* Work required *
Using the data that follows, report how many lines include "foliage"; output no other text.

* Material provided *
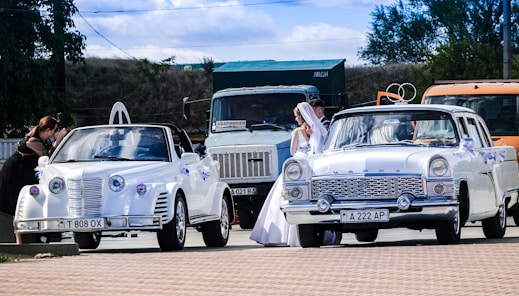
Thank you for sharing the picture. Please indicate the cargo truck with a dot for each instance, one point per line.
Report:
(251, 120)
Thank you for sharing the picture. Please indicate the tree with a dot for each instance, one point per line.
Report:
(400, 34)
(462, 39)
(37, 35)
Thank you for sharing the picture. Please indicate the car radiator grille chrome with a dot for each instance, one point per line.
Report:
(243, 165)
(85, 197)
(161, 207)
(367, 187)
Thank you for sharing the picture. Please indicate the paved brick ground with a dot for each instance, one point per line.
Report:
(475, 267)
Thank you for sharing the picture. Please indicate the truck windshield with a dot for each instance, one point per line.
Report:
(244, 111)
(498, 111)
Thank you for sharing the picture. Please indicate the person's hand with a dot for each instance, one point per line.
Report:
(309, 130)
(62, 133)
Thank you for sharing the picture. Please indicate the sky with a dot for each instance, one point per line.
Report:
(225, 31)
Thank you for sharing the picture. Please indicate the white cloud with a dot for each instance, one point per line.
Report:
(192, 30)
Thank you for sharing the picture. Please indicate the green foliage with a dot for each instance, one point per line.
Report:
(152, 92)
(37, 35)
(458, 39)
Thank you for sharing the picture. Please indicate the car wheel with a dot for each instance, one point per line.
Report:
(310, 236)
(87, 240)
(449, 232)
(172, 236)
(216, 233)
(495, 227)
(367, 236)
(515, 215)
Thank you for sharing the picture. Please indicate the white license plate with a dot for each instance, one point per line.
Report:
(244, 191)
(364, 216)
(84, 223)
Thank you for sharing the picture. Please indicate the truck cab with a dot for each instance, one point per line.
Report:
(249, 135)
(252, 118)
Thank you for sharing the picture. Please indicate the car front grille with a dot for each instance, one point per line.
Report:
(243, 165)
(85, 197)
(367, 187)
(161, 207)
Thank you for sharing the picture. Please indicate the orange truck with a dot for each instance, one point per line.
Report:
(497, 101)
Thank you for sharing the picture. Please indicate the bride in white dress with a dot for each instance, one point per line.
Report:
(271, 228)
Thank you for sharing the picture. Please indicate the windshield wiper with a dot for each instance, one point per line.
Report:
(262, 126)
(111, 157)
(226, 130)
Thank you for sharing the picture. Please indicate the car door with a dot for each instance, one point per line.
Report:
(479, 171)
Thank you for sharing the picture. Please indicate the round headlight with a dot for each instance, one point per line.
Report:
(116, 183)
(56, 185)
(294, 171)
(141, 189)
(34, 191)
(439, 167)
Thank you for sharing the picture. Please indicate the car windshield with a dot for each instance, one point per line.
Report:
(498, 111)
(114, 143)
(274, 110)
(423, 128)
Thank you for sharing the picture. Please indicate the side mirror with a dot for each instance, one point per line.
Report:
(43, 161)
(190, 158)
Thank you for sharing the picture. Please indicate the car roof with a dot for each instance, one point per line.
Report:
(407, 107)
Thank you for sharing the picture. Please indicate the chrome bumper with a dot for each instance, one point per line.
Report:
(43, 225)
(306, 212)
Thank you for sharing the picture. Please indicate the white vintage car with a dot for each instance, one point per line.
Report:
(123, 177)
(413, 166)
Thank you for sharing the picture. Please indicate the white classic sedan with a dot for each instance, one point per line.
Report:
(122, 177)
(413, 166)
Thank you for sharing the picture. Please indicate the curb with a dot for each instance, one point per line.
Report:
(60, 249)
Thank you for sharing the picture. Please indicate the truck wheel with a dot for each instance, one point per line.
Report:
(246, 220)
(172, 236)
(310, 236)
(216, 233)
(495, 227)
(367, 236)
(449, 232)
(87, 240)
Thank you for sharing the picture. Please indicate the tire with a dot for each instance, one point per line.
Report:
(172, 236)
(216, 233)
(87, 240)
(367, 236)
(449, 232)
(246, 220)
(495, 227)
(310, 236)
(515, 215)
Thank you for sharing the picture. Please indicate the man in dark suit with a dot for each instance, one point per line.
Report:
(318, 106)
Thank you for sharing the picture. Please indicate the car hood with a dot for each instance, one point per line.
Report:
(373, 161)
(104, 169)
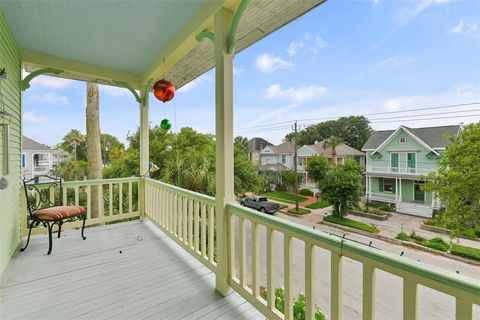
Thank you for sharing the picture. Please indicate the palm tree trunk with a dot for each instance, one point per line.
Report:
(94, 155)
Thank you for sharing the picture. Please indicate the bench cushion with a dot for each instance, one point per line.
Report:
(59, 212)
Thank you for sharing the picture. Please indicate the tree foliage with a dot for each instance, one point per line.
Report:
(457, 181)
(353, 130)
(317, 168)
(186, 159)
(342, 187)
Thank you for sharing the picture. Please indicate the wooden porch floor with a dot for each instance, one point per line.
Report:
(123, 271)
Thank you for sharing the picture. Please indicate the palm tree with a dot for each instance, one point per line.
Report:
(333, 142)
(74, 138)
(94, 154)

* Exercise solution *
2